Work instruction A:
In the passage on LEA protein client binding, how much less oxidized are the β-subunits of the 12S cruciferin storage proteins in the desiccated seed?
Work instruction B:
Continue the passage on LEA protein client binding from its final sentence.

The involvement of the LEA protein SMP1 in binding (presumably protecting) proteins involved in translation may be used as a paradigm to suggest that certain LEA proteins may physically shelter oxidation-sensitive AAs of their client proteins from this modification in the quiescent seed. Certainly the region of the client proteins to which both Arabidopsis and soybean orthologues of SMP1 bound was consistently the most, or among the most, hydrophyllic of the client proteins (Kushwaha et al., 2013), suggesting that these regions are solvent exposed and therefore would be the most susceptible to oxidative damage. Such physical protection from oxidation has been demonstrated for the subunit proteins comprising the 12S cruciferin storage proteins where the β-subunits, thought to be buried within the α-subunits, are 6-fold less oxidized in the desiccated seed (Job et al., 2005). Following imbibition, at least some LEA proteins, when hydrated, would lose any structural features helping to induce a fit with their client proteins, leaving their client proteins more susceptible to oxidation, which was the case for proteins involved in translation upon seed hydration (Job et al., 2005).

Using a Tandem Affinity Purification approach repeated four times (twice in the light and twice in the dark) Shaw (2016) recovered and identified a group of client proteins binding to a TAP-LEA5 protein (At4g02480, which is LEA38 of the LEA3 family; Hundertmark and Hincha, 2008). Of the five client proteins recovered two or more times using this approach, two were involved in translation and these were recovered most consistently from the screen. The Arabidopsis DEAD-Box RNA Helicase 22 (RH22) (Category 3) was recovered each time the assay was performed. RH22 is required for proper maturation and assembly of plastidial ribosomal RNA crucial for translation in the organelle (Chi et al., 2012). The next most consistently recovered client protein (three out of four times) was PUMILIO24, an RNA binding protein of the PUF family (Tam et al., 2010), also involved in ribosomal RNA maturation (Category 3) and assembly in the nucleolus (Shanmugam et al., 2017; Maekawa et al., 2018). Although these efforts to identify legitimate, conspecific LEA protein client proteins have indicated, for two different families of LEAs, that proteins involved in translation are preferred targets, many LEA proteins are known to bind membranes rather than proteins (Thalhammer et al., 2010; Tolleter et al., 2010; Eriksson et al., 2011). Additionally, for those LEA proteins that do bind proteins, it is still unclear whether proteins involved in translation are an ubiquitous set of client proteins or if the two LEA proteins investigated thus far coincidentally had proteins involved in translation as their targets. Regardless, what is clear is that some proteins of the translational apparatus are preferred client proteins bound (potentially protected) by some members of the LEA family, entirely consistent with Job's rule.

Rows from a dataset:
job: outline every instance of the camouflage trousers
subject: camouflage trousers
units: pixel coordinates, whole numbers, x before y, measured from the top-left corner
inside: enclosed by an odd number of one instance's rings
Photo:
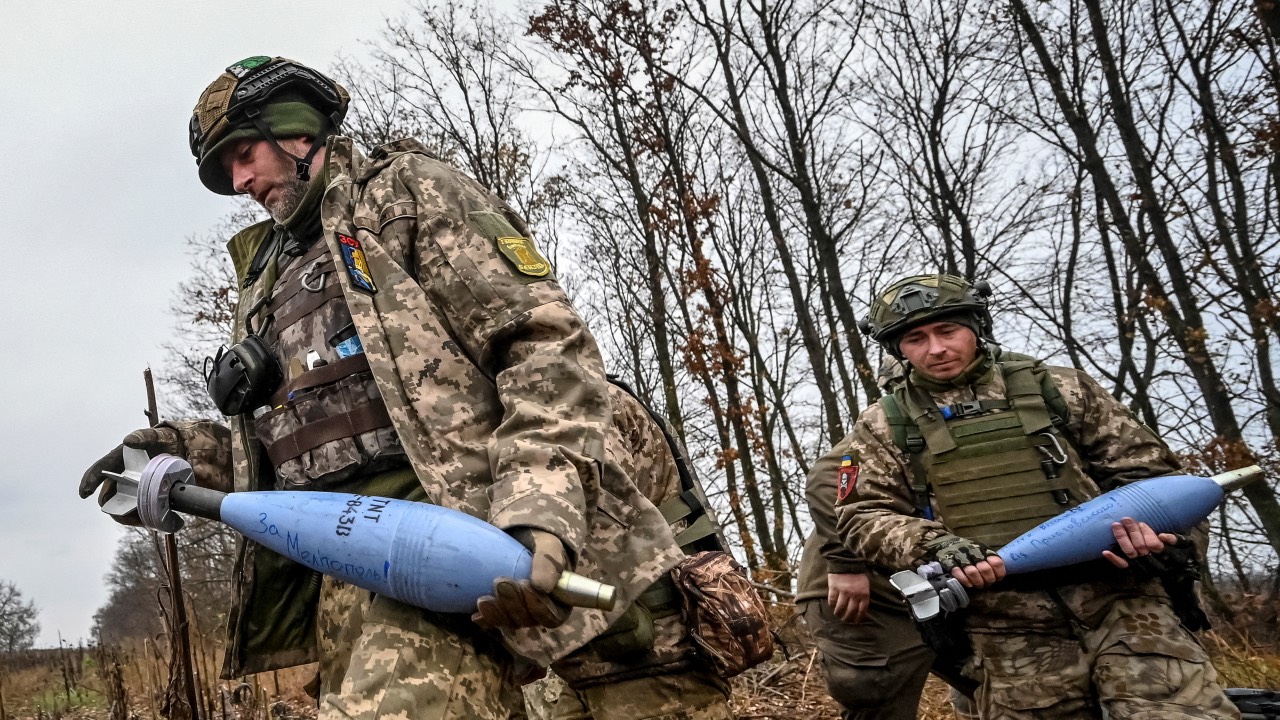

Exercise output A:
They are 6-fold less oxidized.

Exercise output B:
Protection: Difficulty assigning protection of protein associated with translation to altered soluble carbohydrate profiles

The alteration of the sugar profile during dehydration of tissues is a well-documented occurrence in pollen, seeds and resurrection plants (Griffiths et al., 2014). One of the attributes of increasing sugar concentration concomitant with water loss is the transition to an amorphous state in the cytoplasm, and presumably, the organelles in which the cellular constituents are embedded. The increase in viscosity is sufficient to greatly impede diffusion rates while dampening metabolism to such an extent that it is difficult to measure. Carbohydrate-mediated protection is thought to be a general phenomenon (ElSayed et al., 2014) encompassing both membranes and proteins that, although not preferentially focused on proteins (let alone proteins involved in translation), by protecting proteins promiscuously, protects those of the translational apparatus as well (Buera et al., 2004).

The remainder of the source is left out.